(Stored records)
►
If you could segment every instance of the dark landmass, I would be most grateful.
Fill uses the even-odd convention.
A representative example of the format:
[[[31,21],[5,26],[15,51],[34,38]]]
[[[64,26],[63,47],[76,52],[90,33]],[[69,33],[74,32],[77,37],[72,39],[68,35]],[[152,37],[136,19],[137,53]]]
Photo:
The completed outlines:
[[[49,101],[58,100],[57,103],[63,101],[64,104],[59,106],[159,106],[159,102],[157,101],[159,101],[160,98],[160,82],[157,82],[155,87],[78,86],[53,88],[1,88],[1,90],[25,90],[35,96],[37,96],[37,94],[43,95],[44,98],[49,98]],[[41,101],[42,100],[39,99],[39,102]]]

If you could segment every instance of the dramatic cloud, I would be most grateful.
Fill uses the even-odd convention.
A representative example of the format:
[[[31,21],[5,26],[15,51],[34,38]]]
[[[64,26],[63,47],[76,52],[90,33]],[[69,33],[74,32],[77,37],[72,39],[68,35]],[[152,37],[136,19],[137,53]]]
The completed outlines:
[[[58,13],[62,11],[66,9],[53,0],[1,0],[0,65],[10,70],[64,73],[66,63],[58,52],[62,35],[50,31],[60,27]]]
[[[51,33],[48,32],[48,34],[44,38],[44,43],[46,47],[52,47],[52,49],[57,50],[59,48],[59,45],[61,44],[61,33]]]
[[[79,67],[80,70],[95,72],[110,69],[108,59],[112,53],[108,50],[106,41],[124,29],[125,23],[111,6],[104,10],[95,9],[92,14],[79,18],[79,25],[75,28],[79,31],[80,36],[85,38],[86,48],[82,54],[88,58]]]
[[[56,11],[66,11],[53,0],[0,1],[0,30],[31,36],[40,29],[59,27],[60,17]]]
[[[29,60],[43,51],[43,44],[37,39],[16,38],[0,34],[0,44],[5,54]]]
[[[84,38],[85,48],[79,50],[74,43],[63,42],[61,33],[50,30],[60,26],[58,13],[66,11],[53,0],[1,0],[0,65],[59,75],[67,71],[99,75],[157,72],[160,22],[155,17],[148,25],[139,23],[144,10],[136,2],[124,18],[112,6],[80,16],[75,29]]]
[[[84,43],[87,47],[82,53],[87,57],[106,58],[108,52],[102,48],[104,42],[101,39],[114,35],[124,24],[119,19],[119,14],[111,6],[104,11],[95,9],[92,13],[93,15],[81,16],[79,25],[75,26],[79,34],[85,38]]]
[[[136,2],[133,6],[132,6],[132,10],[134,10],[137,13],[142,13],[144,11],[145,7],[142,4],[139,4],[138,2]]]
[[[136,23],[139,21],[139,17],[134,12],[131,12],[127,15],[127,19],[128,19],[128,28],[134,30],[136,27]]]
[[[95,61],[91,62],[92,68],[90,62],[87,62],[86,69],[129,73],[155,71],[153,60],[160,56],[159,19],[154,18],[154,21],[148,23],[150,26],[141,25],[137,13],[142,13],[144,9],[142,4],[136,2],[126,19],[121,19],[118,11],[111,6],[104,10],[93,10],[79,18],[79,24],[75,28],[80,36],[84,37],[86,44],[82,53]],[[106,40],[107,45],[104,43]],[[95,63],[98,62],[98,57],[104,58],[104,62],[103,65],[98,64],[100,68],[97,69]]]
◄
Work instructions:
Print all the entries above. Keep each one exact.

Completed exercise:
If you could segment every instance of the dark landmass, I would be most grateful.
Fill uses the even-odd convention.
A representative example of the format:
[[[31,21],[5,26],[15,51],[34,38]]]
[[[64,26],[63,47],[76,52],[90,33]],[[69,33],[74,32],[77,37],[72,39],[68,35]],[[152,37],[136,19],[137,53]]]
Photo:
The completed outlines:
[[[49,101],[58,100],[57,103],[63,101],[64,104],[59,106],[159,106],[159,102],[157,101],[159,101],[160,98],[160,82],[157,82],[155,87],[78,86],[53,88],[1,88],[1,90],[25,90],[35,96],[37,96],[37,94],[43,95],[44,98],[49,98]],[[41,101],[42,100],[39,99],[39,102]]]

If you could segment every instance of the dramatic cloud, I would be most grateful.
Fill uses the even-odd convention.
A representative example of the format:
[[[31,21],[5,26],[15,51],[34,38]]]
[[[64,26],[63,47],[76,52],[90,33]],[[69,33],[74,32],[77,37],[72,39],[68,35]],[[152,37],[136,19],[137,53]]]
The completed outlines:
[[[58,13],[62,11],[66,9],[53,0],[1,0],[0,65],[10,70],[64,73],[66,63],[58,52],[62,35],[50,31],[60,27]]]
[[[51,33],[48,32],[48,34],[44,38],[44,43],[46,47],[52,47],[52,49],[57,50],[59,48],[59,45],[61,44],[61,33]]]
[[[79,67],[80,70],[95,72],[110,69],[108,59],[112,53],[108,50],[106,41],[124,29],[125,23],[111,6],[104,10],[95,9],[92,14],[79,18],[79,25],[75,28],[79,31],[80,36],[85,38],[86,48],[82,54],[88,58]]]
[[[56,11],[66,11],[53,0],[0,1],[0,30],[31,36],[40,29],[59,27],[60,17]]]
[[[29,60],[43,51],[43,44],[37,39],[16,38],[0,34],[0,44],[5,54]]]
[[[84,38],[85,48],[79,50],[74,43],[63,42],[61,33],[50,30],[60,26],[58,13],[66,11],[53,0],[1,0],[0,65],[59,75],[67,71],[99,75],[157,72],[160,22],[155,17],[148,25],[139,23],[144,10],[136,2],[124,18],[112,6],[80,16],[75,29]]]
[[[84,43],[87,47],[82,53],[87,57],[106,58],[108,52],[102,48],[104,42],[101,39],[114,35],[124,24],[119,19],[119,14],[111,6],[104,11],[95,9],[92,13],[93,15],[81,16],[79,25],[75,26],[79,34],[85,38]]]
[[[136,2],[133,6],[132,6],[132,10],[134,10],[137,13],[142,13],[144,11],[145,7],[142,4],[139,4],[138,2]]]
[[[136,23],[139,21],[139,17],[134,12],[131,12],[127,15],[127,19],[128,19],[128,28],[134,30],[136,27]]]
[[[95,61],[91,62],[92,68],[90,62],[87,62],[86,69],[129,73],[155,71],[153,60],[160,56],[159,19],[154,18],[154,21],[148,23],[150,26],[141,25],[137,13],[142,13],[144,9],[142,4],[136,2],[126,19],[121,19],[118,11],[111,6],[104,10],[93,10],[79,18],[79,24],[75,28],[80,36],[84,37],[86,44],[82,53]],[[106,40],[107,45],[104,43]],[[95,63],[98,62],[98,57],[104,58],[104,62],[103,65],[98,64],[100,68],[97,69]]]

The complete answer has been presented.